▶ _Set problem_
Copy out exactly the lines from the one containing "of the pendant" to the end of the records below, both included, and nothing else.

───── Data lines ─────

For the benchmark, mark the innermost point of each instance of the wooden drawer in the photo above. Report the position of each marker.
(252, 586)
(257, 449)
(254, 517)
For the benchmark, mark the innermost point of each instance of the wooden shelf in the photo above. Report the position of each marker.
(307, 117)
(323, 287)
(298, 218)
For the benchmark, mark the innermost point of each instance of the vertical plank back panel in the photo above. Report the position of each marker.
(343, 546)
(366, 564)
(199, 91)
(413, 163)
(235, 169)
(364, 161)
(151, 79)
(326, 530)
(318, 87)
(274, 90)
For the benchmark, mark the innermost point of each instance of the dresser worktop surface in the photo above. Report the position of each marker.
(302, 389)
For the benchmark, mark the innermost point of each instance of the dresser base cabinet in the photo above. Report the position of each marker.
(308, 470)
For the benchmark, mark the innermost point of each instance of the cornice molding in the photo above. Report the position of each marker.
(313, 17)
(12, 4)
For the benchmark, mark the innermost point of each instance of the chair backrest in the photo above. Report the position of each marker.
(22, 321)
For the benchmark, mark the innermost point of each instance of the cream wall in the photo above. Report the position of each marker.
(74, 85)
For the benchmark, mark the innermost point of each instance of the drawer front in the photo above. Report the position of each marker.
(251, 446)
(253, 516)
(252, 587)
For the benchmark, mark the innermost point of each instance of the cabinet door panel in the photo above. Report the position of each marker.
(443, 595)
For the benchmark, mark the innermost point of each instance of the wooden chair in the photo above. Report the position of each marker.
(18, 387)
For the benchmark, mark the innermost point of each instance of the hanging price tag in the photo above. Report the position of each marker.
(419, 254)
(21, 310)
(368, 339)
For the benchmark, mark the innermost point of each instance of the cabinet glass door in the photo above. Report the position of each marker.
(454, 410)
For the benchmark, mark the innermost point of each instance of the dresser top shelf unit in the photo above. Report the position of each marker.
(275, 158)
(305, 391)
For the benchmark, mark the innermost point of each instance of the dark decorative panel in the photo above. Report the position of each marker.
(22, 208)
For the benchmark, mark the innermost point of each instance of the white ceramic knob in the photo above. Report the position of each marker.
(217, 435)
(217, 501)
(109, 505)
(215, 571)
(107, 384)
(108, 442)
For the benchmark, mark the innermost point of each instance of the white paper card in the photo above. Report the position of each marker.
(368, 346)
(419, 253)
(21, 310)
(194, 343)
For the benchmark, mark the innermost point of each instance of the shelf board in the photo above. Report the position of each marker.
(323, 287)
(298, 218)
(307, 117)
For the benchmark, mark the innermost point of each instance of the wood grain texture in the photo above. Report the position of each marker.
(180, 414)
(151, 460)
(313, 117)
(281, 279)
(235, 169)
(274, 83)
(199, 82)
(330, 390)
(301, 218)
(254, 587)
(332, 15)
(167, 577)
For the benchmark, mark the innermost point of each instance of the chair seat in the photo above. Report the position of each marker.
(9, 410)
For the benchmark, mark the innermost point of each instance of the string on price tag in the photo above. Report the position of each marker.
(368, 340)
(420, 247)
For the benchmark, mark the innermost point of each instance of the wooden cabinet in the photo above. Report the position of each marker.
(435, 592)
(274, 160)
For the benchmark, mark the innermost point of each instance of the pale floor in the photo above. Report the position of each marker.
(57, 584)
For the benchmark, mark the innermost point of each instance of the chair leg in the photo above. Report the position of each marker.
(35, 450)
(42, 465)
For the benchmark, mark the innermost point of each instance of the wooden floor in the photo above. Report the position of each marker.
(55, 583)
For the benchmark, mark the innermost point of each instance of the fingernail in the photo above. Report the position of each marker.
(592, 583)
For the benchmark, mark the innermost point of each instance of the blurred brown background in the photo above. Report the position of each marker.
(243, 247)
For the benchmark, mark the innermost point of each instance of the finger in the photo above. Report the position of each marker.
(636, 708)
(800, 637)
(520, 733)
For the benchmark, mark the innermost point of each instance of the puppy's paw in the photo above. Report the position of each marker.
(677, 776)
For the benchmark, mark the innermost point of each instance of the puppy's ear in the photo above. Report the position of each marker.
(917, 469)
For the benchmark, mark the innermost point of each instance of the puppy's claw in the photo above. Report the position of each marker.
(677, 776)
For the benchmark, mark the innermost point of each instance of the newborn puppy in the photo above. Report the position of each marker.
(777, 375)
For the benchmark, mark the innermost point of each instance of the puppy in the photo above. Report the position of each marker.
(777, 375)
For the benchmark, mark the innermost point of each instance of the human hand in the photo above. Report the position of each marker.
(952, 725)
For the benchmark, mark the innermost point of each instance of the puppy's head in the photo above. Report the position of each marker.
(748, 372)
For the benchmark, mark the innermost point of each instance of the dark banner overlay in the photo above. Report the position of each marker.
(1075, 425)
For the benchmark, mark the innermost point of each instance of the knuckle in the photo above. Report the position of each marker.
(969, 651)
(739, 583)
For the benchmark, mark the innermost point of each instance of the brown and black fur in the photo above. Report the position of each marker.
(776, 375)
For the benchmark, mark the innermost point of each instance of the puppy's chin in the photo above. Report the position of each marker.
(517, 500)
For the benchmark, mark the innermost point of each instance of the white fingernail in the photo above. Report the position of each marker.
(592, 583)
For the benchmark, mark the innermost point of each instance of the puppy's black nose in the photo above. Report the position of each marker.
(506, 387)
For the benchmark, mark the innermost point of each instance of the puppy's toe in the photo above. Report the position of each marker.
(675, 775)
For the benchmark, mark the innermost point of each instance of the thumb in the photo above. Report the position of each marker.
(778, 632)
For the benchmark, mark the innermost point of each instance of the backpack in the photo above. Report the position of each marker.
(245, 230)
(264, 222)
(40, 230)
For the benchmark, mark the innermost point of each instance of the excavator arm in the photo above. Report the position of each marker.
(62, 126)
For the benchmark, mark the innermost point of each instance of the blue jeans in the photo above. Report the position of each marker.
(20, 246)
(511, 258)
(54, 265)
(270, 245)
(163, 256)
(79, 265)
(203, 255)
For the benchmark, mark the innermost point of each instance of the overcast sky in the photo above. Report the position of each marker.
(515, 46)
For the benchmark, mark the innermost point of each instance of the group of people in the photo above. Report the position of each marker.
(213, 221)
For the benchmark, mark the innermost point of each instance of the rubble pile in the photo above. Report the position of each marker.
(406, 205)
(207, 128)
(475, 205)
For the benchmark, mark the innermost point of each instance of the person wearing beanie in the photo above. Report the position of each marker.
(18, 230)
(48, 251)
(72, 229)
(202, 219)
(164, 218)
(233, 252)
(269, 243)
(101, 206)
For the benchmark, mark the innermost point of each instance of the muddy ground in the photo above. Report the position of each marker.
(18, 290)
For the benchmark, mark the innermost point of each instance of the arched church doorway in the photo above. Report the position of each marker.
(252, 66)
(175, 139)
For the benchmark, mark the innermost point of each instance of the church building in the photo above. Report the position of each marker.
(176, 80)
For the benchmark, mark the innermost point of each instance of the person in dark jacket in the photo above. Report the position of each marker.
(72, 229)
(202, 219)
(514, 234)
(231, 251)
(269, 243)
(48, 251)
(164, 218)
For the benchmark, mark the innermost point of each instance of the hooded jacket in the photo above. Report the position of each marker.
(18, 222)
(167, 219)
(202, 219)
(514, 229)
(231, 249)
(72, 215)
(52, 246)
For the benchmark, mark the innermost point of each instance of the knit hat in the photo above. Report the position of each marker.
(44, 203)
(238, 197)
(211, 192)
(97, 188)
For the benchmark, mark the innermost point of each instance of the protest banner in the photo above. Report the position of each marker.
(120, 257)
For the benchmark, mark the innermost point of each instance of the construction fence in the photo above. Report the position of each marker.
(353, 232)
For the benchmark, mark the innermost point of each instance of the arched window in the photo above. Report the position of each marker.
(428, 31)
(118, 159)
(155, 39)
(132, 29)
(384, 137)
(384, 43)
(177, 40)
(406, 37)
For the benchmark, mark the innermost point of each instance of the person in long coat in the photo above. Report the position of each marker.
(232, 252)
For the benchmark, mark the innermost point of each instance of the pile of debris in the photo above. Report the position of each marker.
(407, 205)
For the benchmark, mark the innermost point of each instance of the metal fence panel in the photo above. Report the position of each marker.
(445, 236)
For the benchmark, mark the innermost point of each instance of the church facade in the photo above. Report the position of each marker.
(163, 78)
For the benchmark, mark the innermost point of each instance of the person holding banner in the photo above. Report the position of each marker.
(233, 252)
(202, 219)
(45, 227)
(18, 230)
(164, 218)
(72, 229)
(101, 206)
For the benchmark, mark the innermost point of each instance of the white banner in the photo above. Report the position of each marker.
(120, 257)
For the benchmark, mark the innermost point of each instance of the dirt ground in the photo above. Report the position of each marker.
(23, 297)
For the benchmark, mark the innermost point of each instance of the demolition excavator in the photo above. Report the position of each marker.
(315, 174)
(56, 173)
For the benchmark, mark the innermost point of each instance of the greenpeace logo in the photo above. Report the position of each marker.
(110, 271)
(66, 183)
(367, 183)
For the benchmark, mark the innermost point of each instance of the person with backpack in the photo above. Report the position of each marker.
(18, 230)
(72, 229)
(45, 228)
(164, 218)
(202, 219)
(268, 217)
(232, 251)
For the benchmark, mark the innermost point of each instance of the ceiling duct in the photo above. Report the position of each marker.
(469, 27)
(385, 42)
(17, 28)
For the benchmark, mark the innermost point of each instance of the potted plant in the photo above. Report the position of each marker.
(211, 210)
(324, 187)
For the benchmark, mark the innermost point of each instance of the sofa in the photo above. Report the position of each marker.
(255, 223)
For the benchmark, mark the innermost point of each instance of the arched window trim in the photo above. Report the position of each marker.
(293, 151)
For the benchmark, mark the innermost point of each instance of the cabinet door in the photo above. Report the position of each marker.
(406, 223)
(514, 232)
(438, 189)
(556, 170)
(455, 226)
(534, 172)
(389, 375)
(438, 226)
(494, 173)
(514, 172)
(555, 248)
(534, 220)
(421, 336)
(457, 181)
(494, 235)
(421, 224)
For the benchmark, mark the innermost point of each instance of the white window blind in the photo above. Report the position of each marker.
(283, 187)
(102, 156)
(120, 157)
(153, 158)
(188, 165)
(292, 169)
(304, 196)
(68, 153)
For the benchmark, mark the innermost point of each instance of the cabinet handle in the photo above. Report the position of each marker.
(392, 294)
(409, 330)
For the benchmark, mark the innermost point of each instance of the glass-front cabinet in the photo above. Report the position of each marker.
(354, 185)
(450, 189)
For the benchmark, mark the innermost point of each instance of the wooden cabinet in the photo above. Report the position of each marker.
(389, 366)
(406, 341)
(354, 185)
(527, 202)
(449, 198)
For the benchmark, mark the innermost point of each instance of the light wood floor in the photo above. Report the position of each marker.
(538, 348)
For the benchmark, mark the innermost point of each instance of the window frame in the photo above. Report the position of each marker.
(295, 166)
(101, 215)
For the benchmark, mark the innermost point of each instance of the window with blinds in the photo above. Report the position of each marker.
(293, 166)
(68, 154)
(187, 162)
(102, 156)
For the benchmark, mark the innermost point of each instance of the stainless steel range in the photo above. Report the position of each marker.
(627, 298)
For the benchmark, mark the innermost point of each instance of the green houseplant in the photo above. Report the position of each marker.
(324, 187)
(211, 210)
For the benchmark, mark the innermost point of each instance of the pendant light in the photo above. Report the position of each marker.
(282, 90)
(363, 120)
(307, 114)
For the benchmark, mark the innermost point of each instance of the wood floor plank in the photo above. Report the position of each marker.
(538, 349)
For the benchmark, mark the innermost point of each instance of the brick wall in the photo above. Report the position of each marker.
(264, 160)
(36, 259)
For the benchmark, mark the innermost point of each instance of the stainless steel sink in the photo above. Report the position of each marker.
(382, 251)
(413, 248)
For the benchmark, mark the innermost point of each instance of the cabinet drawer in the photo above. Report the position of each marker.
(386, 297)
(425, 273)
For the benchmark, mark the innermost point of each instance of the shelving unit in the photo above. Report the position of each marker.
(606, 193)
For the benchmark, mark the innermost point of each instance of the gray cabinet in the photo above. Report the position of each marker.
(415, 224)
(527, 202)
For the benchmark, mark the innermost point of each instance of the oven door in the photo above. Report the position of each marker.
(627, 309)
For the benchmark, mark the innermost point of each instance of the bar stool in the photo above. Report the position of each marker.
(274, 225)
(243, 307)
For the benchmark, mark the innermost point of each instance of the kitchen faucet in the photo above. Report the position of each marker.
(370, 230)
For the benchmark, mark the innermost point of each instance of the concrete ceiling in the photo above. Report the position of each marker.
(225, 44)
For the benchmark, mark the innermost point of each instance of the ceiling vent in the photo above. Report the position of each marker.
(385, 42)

─────

▶ _The reply_
For the benchmark, mark the innermost point of each instance of the pendant light in the photo above. Report the position of each marker.
(282, 90)
(363, 120)
(307, 114)
For the benchmark, mark the innermost point of each instance of the wood floor plank in the photo above. Report the position of each marker.
(538, 349)
For the benchmark, mark the innermost point of each instance of the brick wall in the photo above. Report the position of each marker.
(264, 160)
(36, 259)
For the benchmark, mark the innermost point of each instance of the stainless steel sink in the photo above. Report the position of each marker.
(382, 251)
(413, 248)
For the benchmark, mark the innermost point of each instance of the cabinet drawer in the photo above. Report the position of each marker.
(386, 297)
(425, 273)
For the benchmark, mark the innermost point of each instance of the shelving unit in the photo above. Report the position of each marker.
(606, 193)
For the benchmark, mark the innermost point of each instance of the gray cabinet in the photo above. Report the position of each marker.
(415, 224)
(527, 202)
For the benchmark, mark the innermost point of each instance of the oven door in the photo above. Report the position of each marker.
(627, 309)
For the benchmark, mark the innermost point of each instance of the bar stool in the photo above. Report the position of each marker.
(274, 225)
(243, 307)
For the benchmark, mark the innermost point of each instance of the kitchen faucet in the photo above. Report the position of each marker.
(370, 230)
For the benchmark, mark the innermost point of each instance of the concrete ceiling in the photo above. Report the position of each marker.
(225, 44)
For the benchmark, mark the innermost point of each instance of the ceiling vent in the photo above. Report the position of each marker.
(385, 42)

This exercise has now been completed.